— Begin Document section —
UNITED STATES
SECURITIES AND EXCHANGE COMMISSION
WASHINGTON, DC 20549

 

FORM 8-K

 

CURRENT REPORT
Pursuant to Section 13 or 15(d) of the

Securities Exchange Act of 1934

 

Date of Report: October 25, 2012

(Date of earliest event reported)

 

Banyan Rail Services Inc.
(Exact name of registrant as specified in its charter)

 

Delaware 1-9043 36-3361229
(State or other jurisdiction (Commission (I.R.S. Employer
of incorporation) File Number) Identification No.)

 

2255 Glades Road, Suite 111-E, Boca Raton, Florida 33431
 (Address of principal executive offices)  (Zip Code)

 

561-443-5300

(Registrant’s telephone number, including area code)

 

Check the appropriate box below if the Form 8-K filing is intended to simultaneously satisfy the filing obligation of the registrant under any of the following provisions:

 

¨ Written communications pursuant to Rule 425 under the Securities Act (17 CFR 230.425)

 

¨ Soliciting material pursuant to Rule 14a-12 under the Exchange Act (17 CFR 240.14a-12)

 

¨ Pre-commencement communications pursuant to Rule 14d-2(b) under the Exchange Act (17 CFR 240.14d-2(b))

 

¨ Pre-commencement communications pursuant to Rule 13e-4(c) under the Exchange Act (17 CFR 240.13e-4(c))

 

 
 

 

Item 3.02.Unregistered Sales of Equity Securities.
— End Document section —
— Begin Given records —
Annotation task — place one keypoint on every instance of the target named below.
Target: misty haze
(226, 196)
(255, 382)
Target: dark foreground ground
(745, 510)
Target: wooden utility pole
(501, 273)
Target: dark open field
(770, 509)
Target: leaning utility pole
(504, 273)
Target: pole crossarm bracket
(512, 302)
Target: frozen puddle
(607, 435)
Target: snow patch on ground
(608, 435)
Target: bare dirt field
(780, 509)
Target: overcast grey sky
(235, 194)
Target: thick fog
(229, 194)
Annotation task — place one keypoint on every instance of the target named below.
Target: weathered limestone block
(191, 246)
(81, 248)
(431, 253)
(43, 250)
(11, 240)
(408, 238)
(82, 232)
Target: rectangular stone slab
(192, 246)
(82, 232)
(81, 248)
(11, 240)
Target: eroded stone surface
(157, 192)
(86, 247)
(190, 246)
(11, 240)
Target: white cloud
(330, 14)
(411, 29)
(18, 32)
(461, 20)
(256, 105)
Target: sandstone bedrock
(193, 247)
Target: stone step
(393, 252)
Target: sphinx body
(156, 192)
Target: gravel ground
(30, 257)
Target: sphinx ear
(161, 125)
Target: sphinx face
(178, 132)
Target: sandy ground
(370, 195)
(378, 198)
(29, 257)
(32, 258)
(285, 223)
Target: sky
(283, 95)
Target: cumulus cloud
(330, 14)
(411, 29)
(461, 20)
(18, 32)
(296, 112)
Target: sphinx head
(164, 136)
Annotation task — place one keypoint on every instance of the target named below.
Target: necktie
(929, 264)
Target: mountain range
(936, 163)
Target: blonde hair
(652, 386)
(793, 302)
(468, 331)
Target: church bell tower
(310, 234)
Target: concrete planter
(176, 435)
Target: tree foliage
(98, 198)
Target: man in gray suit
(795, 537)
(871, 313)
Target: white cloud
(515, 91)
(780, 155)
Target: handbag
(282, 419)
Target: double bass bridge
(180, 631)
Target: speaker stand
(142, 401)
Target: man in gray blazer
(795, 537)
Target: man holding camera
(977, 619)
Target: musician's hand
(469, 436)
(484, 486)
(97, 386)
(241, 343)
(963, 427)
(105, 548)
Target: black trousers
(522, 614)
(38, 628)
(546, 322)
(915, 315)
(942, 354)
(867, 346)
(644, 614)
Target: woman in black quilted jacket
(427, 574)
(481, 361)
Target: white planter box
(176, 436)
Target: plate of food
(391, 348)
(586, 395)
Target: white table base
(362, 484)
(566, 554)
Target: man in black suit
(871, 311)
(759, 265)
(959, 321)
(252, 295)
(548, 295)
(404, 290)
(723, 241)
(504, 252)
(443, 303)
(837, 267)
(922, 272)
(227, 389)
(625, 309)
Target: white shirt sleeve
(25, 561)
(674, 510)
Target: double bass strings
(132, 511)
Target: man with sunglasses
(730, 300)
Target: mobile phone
— End Given records —
_Instruction 1_
What date does the Form 8-K cover page give as the date of report?
_Instruction 2_
Return the Form 8-K cover page text from "561-443-5300" up to and including "(17 CFR 230.425)".
_Instruction 3_
Do these statements agree with the Form 8-K cover page? (a) The registrant's principal executive offices are in Boca Raton, Florida. (b) The report is filed under Section 13 or 15(d) of the Securities Exchange Act of 1934. (c) The registrant's telephone number has the area code 305.

_Correct output 1_
October 25, 2012

_Correct output 2_
561-443-5300

(Registrant’s telephone number, including area code)

 

Check the appropriate box below if the Form 8-K filing is intended to simultaneously satisfy the filing obligation of the registrant under any of the following provisions:

 

¨ Written communications pursuant to Rule 425 under the Securities Act (17 CFR 230.425)

_Correct output 3_
(a) Yes: "2255 Glades Road, Suite 111-E, Boca Raton, Florida 33431"
(b) Yes: "Pursuant to Section 13 or 15(d) of the Securities Exchange Act of 1934"
(c) No: "561-443-5300"